[EXERCISE INSTRUCTIONS]
Without omitting anything, return the records precisely as given.

** Opening DATASET EXTRACT block **

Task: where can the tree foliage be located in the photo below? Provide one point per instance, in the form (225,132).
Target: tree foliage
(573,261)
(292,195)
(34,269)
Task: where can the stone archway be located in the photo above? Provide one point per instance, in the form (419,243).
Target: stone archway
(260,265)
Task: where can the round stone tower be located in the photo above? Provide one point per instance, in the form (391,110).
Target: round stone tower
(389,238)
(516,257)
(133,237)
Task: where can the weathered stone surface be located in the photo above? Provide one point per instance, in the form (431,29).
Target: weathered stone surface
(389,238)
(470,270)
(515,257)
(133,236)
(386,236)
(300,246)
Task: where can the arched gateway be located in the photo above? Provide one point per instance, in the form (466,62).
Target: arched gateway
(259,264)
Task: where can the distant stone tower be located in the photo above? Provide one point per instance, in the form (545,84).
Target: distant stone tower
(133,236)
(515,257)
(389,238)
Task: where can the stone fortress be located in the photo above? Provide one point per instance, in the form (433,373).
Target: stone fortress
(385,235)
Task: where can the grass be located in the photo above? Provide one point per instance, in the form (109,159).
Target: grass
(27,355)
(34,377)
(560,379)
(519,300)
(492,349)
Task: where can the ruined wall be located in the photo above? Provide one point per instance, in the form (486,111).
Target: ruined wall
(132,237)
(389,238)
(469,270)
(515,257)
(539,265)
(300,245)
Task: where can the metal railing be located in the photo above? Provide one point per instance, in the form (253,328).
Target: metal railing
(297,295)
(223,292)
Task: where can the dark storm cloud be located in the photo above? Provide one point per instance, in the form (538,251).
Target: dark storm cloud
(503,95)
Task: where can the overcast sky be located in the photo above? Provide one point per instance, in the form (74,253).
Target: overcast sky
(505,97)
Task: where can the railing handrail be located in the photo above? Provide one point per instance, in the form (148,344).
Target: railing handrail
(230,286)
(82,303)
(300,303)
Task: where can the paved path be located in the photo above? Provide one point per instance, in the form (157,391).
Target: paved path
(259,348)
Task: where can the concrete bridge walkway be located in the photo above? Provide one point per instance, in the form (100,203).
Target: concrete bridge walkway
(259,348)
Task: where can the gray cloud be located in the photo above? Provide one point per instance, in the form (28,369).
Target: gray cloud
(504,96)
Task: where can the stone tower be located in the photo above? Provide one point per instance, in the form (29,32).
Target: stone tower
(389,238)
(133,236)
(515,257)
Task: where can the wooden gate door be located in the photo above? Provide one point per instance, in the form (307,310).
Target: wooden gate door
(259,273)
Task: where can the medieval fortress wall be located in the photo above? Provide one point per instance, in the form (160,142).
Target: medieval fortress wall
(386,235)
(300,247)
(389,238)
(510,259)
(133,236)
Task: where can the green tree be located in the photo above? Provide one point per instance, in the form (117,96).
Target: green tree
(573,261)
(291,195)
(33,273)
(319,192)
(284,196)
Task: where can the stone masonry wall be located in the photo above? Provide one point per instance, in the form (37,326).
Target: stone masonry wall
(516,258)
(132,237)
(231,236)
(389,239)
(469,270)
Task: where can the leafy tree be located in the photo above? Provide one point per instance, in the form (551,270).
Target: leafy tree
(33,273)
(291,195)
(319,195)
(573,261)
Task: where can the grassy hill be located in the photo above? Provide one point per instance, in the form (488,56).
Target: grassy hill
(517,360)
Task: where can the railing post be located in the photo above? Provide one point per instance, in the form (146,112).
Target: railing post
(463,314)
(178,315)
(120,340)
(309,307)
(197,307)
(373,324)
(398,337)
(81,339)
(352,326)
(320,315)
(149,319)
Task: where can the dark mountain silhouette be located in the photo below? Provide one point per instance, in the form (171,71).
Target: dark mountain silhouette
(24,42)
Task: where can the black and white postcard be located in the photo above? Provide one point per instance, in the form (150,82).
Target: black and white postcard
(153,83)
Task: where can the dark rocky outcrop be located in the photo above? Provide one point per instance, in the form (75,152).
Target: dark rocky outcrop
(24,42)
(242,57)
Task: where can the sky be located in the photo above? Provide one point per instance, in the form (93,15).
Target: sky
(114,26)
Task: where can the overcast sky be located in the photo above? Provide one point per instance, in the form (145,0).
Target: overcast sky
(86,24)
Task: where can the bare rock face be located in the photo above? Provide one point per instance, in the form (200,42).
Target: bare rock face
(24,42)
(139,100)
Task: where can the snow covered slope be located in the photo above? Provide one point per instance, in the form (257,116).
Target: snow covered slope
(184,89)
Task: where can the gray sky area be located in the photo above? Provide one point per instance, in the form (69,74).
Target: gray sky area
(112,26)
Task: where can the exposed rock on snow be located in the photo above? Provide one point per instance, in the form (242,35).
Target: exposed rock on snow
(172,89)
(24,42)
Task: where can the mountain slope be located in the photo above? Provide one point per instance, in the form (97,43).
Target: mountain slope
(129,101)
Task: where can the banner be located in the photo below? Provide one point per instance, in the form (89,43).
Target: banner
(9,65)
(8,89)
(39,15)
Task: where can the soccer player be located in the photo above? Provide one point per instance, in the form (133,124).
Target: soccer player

** Closing DATASET EXTRACT block **

[TASK ANSWER]
Task: where can the tree foliage be located in the photo below? Provide one point per instance, in the form (225,132).
Target: tree foliage
(573,261)
(292,195)
(34,269)
Task: where can the stone archway be located in the photo above? Provide one point per instance, in the form (419,243).
Target: stone archway
(260,265)
Task: where can the round stone tower be located in the photo above? Provide one point per instance, in the form (391,110).
Target: round stone tower
(389,238)
(516,257)
(133,237)
Task: where can the weathered stone surface be located in the photo above? Provide one point per instance, in the form (431,29).
Target: weathered stone surface
(389,238)
(470,270)
(515,257)
(133,236)
(386,236)
(300,246)
Task: where can the arched gateway be located in the photo above? Provide one point per instance, in the form (466,62).
Target: arched gateway
(259,264)
Task: where can the distant stone tower be located in the photo above? Provide one point per instance, in the form (545,84).
Target: distant stone tower
(133,236)
(515,257)
(389,238)
Task: where can the stone fortress be located in the photo above? Provide one point per instance, in the form (433,373).
Target: stone fortress
(385,235)
Task: where can the grass be located in the photo above? Provide one point per instance, in the form (109,159).
Target: grass
(27,355)
(34,377)
(560,379)
(519,300)
(492,349)
Task: where can the ruined wall be located in the photo above? Provide one point per instance, in the form (486,111).
Target: ruined wall
(132,237)
(389,238)
(469,270)
(515,257)
(539,265)
(300,245)
Task: where can the metal railing be located in the photo above? Provide one point per instance, in the form (253,328).
Target: metal railing
(297,295)
(223,292)
Task: where can the dark storm cloud be located in the photo above? Provide one point per instance, in the form (538,251).
Target: dark storm cloud
(503,95)
Task: where can the overcast sky be located in the photo above? Provide one point per instance, in the form (74,253).
Target: overcast sky
(505,97)
Task: where can the railing handrail be located in the photo above? Provide one point per instance, in the form (148,344).
Target: railing handrail
(230,286)
(82,303)
(300,303)
Task: where can the paved path be located in the photo above? Provide one point per instance, in the form (157,391).
Target: paved path
(259,348)
Task: where can the concrete bridge walkway be located in the photo above? Provide one point per instance, in the form (100,203).
Target: concrete bridge walkway
(259,348)
Task: where can the gray cloud be located in the photo above? Provide one point per instance, in the form (28,369).
Target: gray cloud
(504,96)
Task: where can the stone tower be located in the photo above? Provide one point per instance, in the form (29,32).
Target: stone tower
(389,238)
(133,236)
(515,257)
Task: where can the wooden gate door be located in the photo above? Provide one point per instance, in the form (307,310).
Target: wooden gate door
(259,273)
Task: where can the medieval fortress wall be located in the photo above? Provide one point per instance, in the form (160,142).
Target: medieval fortress wall
(386,235)
(300,247)
(389,238)
(510,259)
(133,236)
Task: where can the green tree be located in the photo above? Provide one point per instance, in the form (117,96).
Target: green tree
(573,261)
(291,195)
(33,273)
(319,192)
(284,196)
Task: where can the stone masonry wall be located in the photo above? Provide one point per instance, in the form (37,326).
Target: stone masonry wall
(516,258)
(132,237)
(231,236)
(389,239)
(469,270)
Task: where can the leafy tree be located in the photo above? Provide one point per instance, in the form (551,270).
Target: leafy tree
(33,273)
(291,195)
(319,195)
(573,261)
Task: where can the grassy hill be located in the photo above? Provide one point per instance, in the form (488,56).
Target: grassy hill
(517,360)
Task: where can the railing post be located in the photo above? Provide one point per instance, in the form (146,112).
Target: railing post
(463,314)
(178,315)
(120,340)
(309,307)
(197,307)
(373,324)
(398,337)
(81,339)
(352,326)
(320,315)
(149,319)
Task: where can the dark mountain silhouette be located in the photo below? Provide one point per instance, in the form (171,71).
Target: dark mountain silhouette
(24,42)
Task: where can the black and white postcard be located in the photo above? Provide one point per instance, in the form (150,82).
Target: black and white postcard
(153,83)
Task: where can the dark rocky outcrop be located in the photo above? Provide one point per instance, in the form (75,152).
Target: dark rocky outcrop
(24,42)
(242,57)
Task: where can the sky be located in the photo above? Provide one point per instance, in the form (93,15).
Target: sky
(114,26)
Task: where can the overcast sky be located in the photo above? Provide one point per instance, in the form (145,0).
Target: overcast sky
(86,24)
Task: where can the bare rock face be located in the photo above? Provide one point per instance, in the form (200,42).
Target: bare rock face
(24,42)
(139,100)
Task: where can the snow covered slope be located in the photo above? Provide one point per instance, in the form (257,116).
Target: snow covered slope
(184,89)
Task: where can the gray sky area be located in the photo above? Provide one point per instance, in the form (69,74).
Target: gray sky area
(112,26)
Task: where can the exposed rock on snow be located in the photo above? Provide one point per instance, in the form (242,35).
Target: exposed rock on snow
(172,89)
(24,42)
Task: where can the mountain slope be located in the photo above? Provide one point per instance, in the form (97,43).
Target: mountain slope
(129,101)
Task: where can the banner be located in the photo below? Provide one point per instance, in the form (89,43).
Target: banner
(9,65)
(8,89)
(39,15)
Task: where can the soccer player be located in the photo above? Provide one point per instance, in the form (133,124).
Target: soccer player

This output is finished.